Swiss librarian and interlinguist (1894–1982)

Heinrich Albert Nidecker (24 September 1894 – 1982), also known as Henri Nidecker, was a Swiss librarian and philologist. Born in Alsace, he completed degrees at the University of Basel, earning a doctorate English philology in 1924. Nidecker spent most of his career as a librarian at the Basel University Library, where he developed a cataloguing system, and was responsible for the departments of English philology and philosophy. Nidecker was involved in the international auxiliary language movement, supporting Ido and later Interlingue; he authored several works in the latter. Nidecker also wrote on topics of social reform, and on the history of music in Switzerland.

== Life ==
Heinrich Albert Nidecker was born on 24 September 1894 in Grafenstaden, Alsace, to Georg Nidecker and Lucinda Rose Cooper. After completing gymnasium in Müllhausen, and studying at the cantonal school of St. Gallen, he studied pedagogy, natural sciences and the English language at the University of Basel in 1915. After completing teaching exams in 1920, in 1924, he earned a Doctor of Philosophy degree, with his thesis on the work of English poet Samuel Taylor Coleridge. After that, he taught foreign languages at schools in Basel.

In 1924, Nidecker started work as an assistant librarian at Basel University Library. He developed Basel's central catalogue, and was responsible for the departments of English philology and philosophy. A member of the Vereinigung Schweizerischer Bibliothekare (Society of Swiss Librarians) and the Schweizerische Gesellschaft für Volkskunde (Swiss society for folklore), Nidecker retired in March 1960. He married Marguerite Estermann on 6 June 1931; they had one son together. Nidecker died in 1982 at the age of 87, in Arlesheim.

=== Views ===
Nidecker spoke several international auxiliary languages throughout his life, including Ido and Interlingue. He was president of both the Basel group of Idists and the Swiss Ido-Federation. At the 1928 Ido conference in Zürich, he spoke against the conservative arguments of Albert Nötzli; he later gave up the presidency of the Swiss federation and joined the Interlingue (then Occidental) movement. Nidecker wrote articles in several Occidental-language magazines, including Cosmoglotta and Helvetia, on topics such as language reform and economics. He led the Swiss Association for Occidental from 1934, and created several works in the language, including Occidental-language songs, a version of Goethe's poem Prometheus, and a German translation of an Occidental course by Frédéric Lagnel.

**Problems to work on**
**a)** In the Nidecker biography, when did Nidecker retire?
**b)** Decide whether each statement agrees with the Nidecker biography, answering yes or no and quoting the deciding words: (i) Nidecker was born in Basel. (ii) Nidecker led the Swiss Association for Occidental from 1934. (iii) Nidecker's doctoral thesis was on the work of Samuel Taylor Coleridge.
**c)** Reproduce the part of the Nidecker biography between "Heinrich Albert Nidecker (24" and "music in Switzerland.", inclusive.

**The data**
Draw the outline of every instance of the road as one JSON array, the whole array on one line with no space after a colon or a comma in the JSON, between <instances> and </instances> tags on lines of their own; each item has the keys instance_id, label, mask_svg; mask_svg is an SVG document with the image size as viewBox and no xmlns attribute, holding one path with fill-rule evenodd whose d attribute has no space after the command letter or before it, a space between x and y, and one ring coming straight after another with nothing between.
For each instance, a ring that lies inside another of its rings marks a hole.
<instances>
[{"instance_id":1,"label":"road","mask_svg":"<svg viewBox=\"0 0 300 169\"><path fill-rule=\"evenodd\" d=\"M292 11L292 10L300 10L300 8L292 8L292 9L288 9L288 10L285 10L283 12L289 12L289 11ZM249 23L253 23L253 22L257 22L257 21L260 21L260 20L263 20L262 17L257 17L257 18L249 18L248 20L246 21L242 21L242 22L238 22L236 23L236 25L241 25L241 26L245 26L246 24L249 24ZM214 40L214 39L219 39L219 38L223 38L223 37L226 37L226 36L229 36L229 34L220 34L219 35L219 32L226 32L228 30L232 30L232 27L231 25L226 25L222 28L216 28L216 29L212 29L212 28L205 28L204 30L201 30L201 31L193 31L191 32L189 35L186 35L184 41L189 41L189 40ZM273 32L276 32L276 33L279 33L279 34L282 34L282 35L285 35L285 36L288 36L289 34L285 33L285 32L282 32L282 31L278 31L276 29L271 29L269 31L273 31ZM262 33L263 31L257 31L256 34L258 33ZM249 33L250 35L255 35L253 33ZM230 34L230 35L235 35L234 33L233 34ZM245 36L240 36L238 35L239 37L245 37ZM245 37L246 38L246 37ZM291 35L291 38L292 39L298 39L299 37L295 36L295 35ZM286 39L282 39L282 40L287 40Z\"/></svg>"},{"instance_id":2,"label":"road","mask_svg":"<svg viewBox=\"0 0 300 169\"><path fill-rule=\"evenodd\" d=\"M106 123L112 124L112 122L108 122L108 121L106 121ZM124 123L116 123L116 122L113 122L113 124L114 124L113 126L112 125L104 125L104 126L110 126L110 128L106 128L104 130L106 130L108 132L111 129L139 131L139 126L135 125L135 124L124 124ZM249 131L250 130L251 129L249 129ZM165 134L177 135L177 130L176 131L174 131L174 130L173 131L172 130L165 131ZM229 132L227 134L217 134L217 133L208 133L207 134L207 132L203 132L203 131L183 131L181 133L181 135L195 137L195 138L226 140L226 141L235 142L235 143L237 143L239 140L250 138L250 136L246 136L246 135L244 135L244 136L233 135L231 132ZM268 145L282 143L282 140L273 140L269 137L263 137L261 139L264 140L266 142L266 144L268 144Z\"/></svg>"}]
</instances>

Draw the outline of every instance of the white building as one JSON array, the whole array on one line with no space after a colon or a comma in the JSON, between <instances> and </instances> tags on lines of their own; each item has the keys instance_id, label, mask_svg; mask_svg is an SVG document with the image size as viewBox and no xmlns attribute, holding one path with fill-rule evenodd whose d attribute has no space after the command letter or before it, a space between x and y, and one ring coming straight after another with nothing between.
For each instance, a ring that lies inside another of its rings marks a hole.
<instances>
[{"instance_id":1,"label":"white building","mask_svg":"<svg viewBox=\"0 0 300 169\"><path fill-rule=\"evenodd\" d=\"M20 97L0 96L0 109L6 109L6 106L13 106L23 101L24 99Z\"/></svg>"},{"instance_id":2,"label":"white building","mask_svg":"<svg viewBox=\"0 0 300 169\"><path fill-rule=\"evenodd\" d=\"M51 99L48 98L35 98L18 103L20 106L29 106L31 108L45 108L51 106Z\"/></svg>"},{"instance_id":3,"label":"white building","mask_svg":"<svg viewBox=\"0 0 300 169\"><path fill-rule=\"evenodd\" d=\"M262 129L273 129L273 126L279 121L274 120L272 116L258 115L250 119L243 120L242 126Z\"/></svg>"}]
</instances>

**Responses per task**
**a)** He retired in March 1960.

**b)**
(i) No: "born on 24 September 1894 in Grafenstaden, Alsace"
(ii) Yes: "He led the Swiss Association for Occidental from 1934"
(iii) Yes: "with his thesis on the work of English poet Samuel Taylor Coleridge"

**c)**
Heinrich Albert Nidecker (24 September 1894 – 1982), also known as Henri Nidecker, was a Swiss librarian and philologist. Born in Alsace, he completed degrees at the University of Basel, earning a doctorate English philology in 1924. Nidecker spent most of his career as a librarian at the Basel University Library, where he developed a cataloguing system, and was responsible for the departments of English philology and philosophy. Nidecker was involved in the international auxiliary language movement, supporting Ido and later Interlingue; he authored several works in the latter. Nidecker also wrote on topics of social reform, and on the history of music in Switzerland.